*** Opening Document excerpt ***

Institute of Chartered Accountants of Pakistan (ICAP) in its tax proposals for budget 2019/2020, said that at present, existing tax payers are confronted with complex laws and unfair treatment by FBR’s personnel and are also threatened at times.
Taxpayers expect to obtain some form of benefit, e.g. health benefits, free education etc. while on the other hand, non-filers continue with their businesses facing no repercussions paying little or no amount of tax.
“This coupled with the harassment by tax system leads to existing tax payers feeling mistreated.”
The ICAP recommended:
As per section 182A, a person filing his/her return of income after the due date remains non-filer for the entire next year.
In order to encourage filing of returns, persons filing returns late should not be discouraged and should be brought in Active Taxpayers List (ATL).
Penalty provisions are already there to address delayed filings.
Active taxpayers list should be updated simultaneously with the filling of return of income.
Some mechanism should be developed to stop all types of unfair treatment with existing taxpayers be it attachment of bank accounts for substantially fictitious demands or asking for absurd details and reconciliations which are too voluminous and not possible to prepare within a reasonable timeframe e.g. explanation of each and every credit entry in the bank statements or reconciling sales and purchases as per sales tax and customs records with accounts.
A person, whose case is selected for audit under the provision of tax laws, should not be subject to monitoring of withholding taxes and other assessment proceedings as same information/details/explanations are asked again and again for different proceeding creating hassle for the filer/registered person.
Filers should be given priority treatment at various infrastructural facilities e.g., at NADRA, schools, excise and taxation when registering motor vehicles, courts of law, banks, hospitals, airports etc.
Top 50/100 tax payers are given blue passports till the time they remain in the list of top 50/100.
Incentives for compliant tax payers and professionals (Doctors, Engineers, Lawyers, Chartered Accountants, reduction in tax rates, tax education through media – pubic private partnership.
A tax filer with over 20 years of tax payment history should be treated with respect & certain tax rebates should be allowed to them including on utility bills.
Likewise a person who has been a genuine taxpayer for 20 years who is over 70 years should be exempted from tax deductions.

*** Closing Document excerpt ***

• [Work to complete] Repeat the part of the ICAP tax proposals that opens with the words containing "Filers should be" and closes with "from tax deductions.", swapping "blue passports" for "diplomatic passports".

*** Opening Supplied material ***

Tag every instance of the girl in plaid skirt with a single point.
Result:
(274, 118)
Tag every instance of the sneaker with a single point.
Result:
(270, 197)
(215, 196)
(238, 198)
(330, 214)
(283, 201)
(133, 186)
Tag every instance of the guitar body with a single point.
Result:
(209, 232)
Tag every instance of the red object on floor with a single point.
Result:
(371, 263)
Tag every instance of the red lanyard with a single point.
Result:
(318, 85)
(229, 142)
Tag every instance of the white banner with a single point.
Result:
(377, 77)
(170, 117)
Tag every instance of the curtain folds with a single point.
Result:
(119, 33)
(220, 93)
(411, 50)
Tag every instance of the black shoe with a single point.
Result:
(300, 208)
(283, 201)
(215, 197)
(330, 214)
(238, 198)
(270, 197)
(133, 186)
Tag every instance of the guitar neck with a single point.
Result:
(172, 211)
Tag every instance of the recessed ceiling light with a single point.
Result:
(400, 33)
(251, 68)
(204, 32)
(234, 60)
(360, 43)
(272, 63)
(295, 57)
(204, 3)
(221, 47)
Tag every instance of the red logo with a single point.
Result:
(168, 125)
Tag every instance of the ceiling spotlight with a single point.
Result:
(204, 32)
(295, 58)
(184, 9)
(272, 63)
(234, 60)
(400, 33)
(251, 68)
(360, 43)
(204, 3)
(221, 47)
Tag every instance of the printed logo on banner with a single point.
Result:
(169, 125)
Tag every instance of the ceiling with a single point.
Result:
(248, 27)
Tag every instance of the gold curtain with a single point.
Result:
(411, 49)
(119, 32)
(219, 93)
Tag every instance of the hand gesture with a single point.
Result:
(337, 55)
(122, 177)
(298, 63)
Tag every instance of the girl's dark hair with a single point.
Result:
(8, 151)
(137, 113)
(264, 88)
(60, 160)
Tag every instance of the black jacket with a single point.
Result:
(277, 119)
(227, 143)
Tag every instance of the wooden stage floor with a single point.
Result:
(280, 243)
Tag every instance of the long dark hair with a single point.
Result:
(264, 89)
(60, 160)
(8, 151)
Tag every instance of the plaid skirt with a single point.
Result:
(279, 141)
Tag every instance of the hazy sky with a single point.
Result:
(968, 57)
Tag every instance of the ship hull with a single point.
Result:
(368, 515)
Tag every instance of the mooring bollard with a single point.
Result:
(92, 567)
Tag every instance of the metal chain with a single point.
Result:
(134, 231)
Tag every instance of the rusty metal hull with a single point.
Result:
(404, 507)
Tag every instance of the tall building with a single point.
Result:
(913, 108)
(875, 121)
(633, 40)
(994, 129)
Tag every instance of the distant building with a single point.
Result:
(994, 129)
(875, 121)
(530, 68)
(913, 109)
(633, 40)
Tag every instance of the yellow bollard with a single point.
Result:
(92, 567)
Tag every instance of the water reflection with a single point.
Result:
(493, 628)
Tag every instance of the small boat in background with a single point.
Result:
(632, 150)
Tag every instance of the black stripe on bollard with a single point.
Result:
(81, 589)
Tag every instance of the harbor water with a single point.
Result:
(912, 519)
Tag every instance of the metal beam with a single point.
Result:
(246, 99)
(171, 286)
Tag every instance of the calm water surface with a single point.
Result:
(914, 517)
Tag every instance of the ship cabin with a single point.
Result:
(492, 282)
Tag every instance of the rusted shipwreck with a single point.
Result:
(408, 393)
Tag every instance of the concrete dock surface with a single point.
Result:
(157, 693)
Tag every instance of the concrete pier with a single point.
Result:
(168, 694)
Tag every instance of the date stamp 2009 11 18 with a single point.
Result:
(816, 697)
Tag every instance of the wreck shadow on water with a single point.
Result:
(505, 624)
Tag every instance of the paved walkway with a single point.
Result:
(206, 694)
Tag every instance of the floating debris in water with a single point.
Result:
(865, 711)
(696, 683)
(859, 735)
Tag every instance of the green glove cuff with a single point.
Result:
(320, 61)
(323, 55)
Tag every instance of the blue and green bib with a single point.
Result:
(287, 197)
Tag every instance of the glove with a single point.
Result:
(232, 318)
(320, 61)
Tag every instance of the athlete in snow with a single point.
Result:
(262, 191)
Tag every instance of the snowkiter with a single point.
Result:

*** Closing Supplied material ***

• [Result for this exercise]
Filers should be given priority treatment at various infrastructural facilities e.g., at NADRA, schools, excise and taxation when registering motor vehicles, courts of law, banks, hospitals, airports etc.
Top 50/100 tax payers are given diplomatic passports till the time they remain in the list of top 50/100.
Incentives for compliant tax payers and professionals (Doctors, Engineers, Lawyers, Chartered Accountants, reduction in tax rates, tax education through media – pubic private partnership.
A tax filer with over 20 years of tax payment history should be treated with respect & certain tax rebates should be allowed to them including on utility bills.
Likewise a person who has been a genuine taxpayer for 20 years who is over 70 years should be exempted from tax deductions.